Eastern Pennsylvania

& Greater New Jersey

April 21, 2022

Haz click aquí para español.

한국어 버전은 여기를 클릭하세요.

Bishop Schol’s second message about Disaffiliation


This is the second letter about congregations seeking to disaffiliate from the United Methodist Church. The first letter addressed:

 

•           The heart of the matter.

•           Who EPA will be.

•           EPA’s focus.

 

You may find a copy of the letter here (in English).

In Spanish: Haz click aquí para español.

In Korean: 한국어 버전은 여기를 클릭하세요.

God did not bring us to this place for our destruction, but a future of hope.

                                                       -Jeremiah 29:11

Dear United Methodist Laity and Clergy in Eastern Pennsylvania,

 

In this season, we are encountering what Methodism has faced several times since its inception in 1784, churches disaffiliating from the denomination. In the past it has been because of slavery, women in ministry, integration of the church, and today it is because of different beliefs about ministry with and by LGBTQ persons. Let me be clear, LGBTQ persons are not the reason for our differences, our differences are because of our own beliefs, traditions, understandings, and attitudes.

 

The elected and staff leadership has chosen to be transparent and share forthrightly the information about the challenges and how churches may disaffiliate. The third and final letter about disaffiliation will be shared in May, and it will provide the process, costs and steps to disaffiliate from The United Methodist Church (UMC) and the Eastern Pennsylvania Conference (EPA).

Photo-based point labeling data:

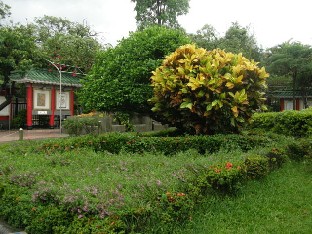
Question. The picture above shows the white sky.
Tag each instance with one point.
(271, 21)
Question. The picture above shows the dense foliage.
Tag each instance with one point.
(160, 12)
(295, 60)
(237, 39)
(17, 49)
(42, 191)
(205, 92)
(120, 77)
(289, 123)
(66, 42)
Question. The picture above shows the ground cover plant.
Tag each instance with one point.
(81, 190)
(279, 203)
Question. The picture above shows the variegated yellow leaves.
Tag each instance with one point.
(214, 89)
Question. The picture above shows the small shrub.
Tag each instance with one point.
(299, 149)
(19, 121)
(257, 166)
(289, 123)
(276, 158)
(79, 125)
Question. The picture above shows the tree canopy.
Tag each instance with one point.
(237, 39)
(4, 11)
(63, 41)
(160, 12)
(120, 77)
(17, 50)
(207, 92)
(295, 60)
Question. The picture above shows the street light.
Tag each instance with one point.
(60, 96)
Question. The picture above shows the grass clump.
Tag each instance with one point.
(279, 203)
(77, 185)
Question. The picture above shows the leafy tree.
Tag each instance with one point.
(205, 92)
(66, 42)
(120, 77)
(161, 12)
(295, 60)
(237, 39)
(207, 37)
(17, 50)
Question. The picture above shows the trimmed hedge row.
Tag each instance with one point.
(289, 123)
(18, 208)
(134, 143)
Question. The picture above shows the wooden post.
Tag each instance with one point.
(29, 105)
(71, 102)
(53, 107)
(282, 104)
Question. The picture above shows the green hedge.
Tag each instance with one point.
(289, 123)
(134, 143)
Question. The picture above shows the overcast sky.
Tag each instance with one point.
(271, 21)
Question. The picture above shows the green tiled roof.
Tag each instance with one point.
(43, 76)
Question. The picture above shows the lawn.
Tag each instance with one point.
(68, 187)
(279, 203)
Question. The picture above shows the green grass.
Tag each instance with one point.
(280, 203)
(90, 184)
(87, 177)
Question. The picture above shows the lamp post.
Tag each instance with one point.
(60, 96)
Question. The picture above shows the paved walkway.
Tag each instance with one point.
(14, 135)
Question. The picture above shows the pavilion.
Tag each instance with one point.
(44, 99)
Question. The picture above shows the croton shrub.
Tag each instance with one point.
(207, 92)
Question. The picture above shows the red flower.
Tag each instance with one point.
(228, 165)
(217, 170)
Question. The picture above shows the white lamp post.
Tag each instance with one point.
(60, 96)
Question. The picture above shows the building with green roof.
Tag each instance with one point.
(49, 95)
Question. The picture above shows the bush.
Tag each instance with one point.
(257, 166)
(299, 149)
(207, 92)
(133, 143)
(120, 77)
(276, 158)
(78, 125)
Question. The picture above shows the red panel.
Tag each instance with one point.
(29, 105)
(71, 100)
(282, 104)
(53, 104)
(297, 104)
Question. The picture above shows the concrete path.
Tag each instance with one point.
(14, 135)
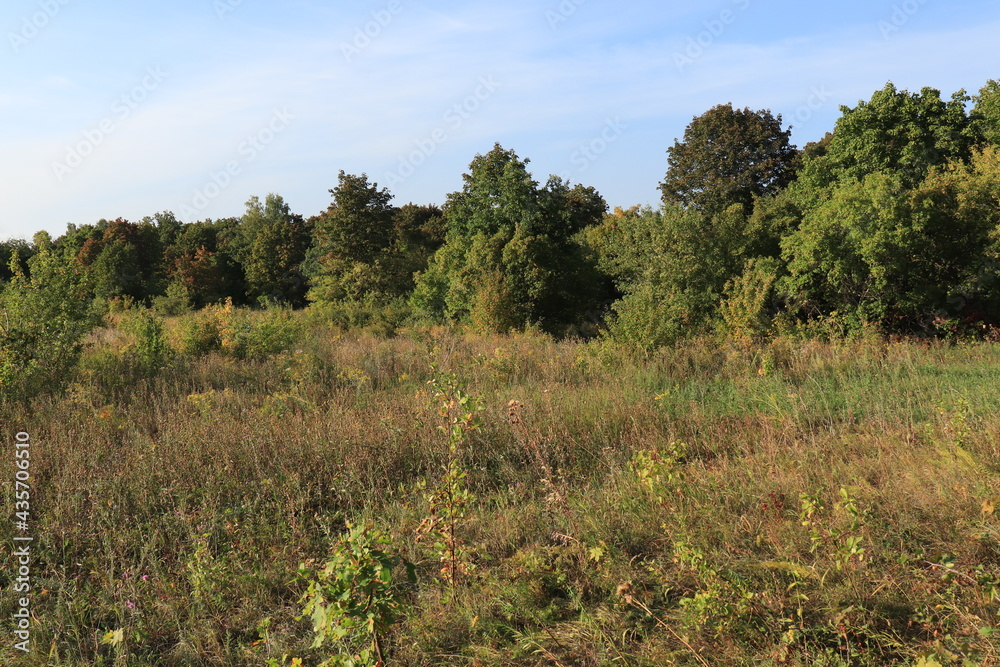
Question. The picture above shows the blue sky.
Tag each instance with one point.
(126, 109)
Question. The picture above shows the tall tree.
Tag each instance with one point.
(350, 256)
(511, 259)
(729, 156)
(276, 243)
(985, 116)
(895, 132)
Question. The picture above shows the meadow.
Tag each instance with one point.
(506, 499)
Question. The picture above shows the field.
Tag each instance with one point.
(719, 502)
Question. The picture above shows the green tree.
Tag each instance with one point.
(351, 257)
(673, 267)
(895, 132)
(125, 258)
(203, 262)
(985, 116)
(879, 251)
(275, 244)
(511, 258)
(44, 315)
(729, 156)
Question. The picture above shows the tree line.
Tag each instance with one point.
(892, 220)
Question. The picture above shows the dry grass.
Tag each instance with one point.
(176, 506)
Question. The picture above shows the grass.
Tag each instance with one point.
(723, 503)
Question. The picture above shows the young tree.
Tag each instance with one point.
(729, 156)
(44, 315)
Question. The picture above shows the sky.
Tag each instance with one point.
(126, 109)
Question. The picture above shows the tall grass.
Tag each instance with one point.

The request: Reproduce the disaffiliation letter from "God did not" up to and including "understandings, and attitudes.", substituting "ruin" for "destruction".

The response:
God did not bring us to this place for our ruin, but a future of hope.

                                                       -Jeremiah 29:11

Dear United Methodist Laity and Clergy in Eastern Pennsylvania,

 

In this season, we are encountering what Methodism has faced several times since its inception in 1784, churches disaffiliating from the denomination. In the past it has been because of slavery, women in ministry, integration of the church, and today it is because of different beliefs about ministry with and by LGBTQ persons. Let me be clear, LGBTQ persons are not the reason for our differences, our differences are because of our own beliefs, traditions, understandings, and attitudes.